Return the listing below verbatim. Pictures do not belong in the copy.

━━ DATASET ENTRIES

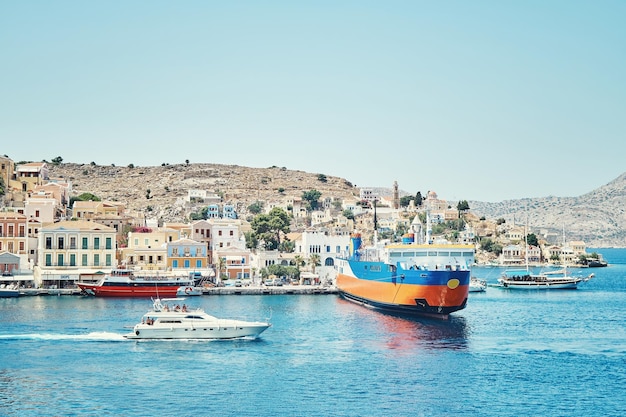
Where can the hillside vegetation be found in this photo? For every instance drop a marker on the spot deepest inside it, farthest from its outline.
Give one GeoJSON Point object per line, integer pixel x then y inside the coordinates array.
{"type": "Point", "coordinates": [598, 218]}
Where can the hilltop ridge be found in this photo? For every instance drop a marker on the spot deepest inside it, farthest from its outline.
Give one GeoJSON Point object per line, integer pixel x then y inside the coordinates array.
{"type": "Point", "coordinates": [166, 185]}
{"type": "Point", "coordinates": [598, 218]}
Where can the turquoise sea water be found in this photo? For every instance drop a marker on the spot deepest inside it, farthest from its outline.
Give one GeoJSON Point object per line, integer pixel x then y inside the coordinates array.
{"type": "Point", "coordinates": [508, 353]}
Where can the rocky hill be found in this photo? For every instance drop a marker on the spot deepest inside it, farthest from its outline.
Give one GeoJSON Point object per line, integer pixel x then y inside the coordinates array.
{"type": "Point", "coordinates": [598, 218]}
{"type": "Point", "coordinates": [167, 186]}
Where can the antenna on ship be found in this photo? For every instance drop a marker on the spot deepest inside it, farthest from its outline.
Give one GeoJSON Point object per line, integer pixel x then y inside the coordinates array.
{"type": "Point", "coordinates": [375, 225]}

━━━━

▶ [FULL SOLUTION]:
Where can the hillside vegetation be found in this photo? For every instance drop a marker on the spot deepest inside it, farthest from its outline.
Give one GeoJSON Point object per line, integer pixel x then y inside the coordinates array.
{"type": "Point", "coordinates": [598, 218]}
Where can the hilltop ridge be found in this photo? For every instance drop a marker on the spot deepest inside it, farthest from its outline.
Give one GeoJSON Point object per line, integer pixel x then y inside the coordinates array.
{"type": "Point", "coordinates": [166, 185]}
{"type": "Point", "coordinates": [598, 218]}
Where can the turquoise sea water be found in this photo? For every instance drop a marker on the spot deepest inside it, farthest from its outline.
Give one GeoJSON Point object per line, integer pixel x then y inside the coordinates array.
{"type": "Point", "coordinates": [508, 353]}
Where can the rocky hill be found in this photo? For every instance drop a marker on the spot deepest inside it, farthest from its outline.
Give one GeoJSON Point object per line, integer pixel x then y inside the coordinates array.
{"type": "Point", "coordinates": [598, 218]}
{"type": "Point", "coordinates": [167, 186]}
Where can the antenna on ship be found in this photo? For every instance drop a marker on the spot deepest inside it, farthest from its outline.
Give one GeoJSON Point object per line, integer pixel x then y inside the coordinates array.
{"type": "Point", "coordinates": [375, 225]}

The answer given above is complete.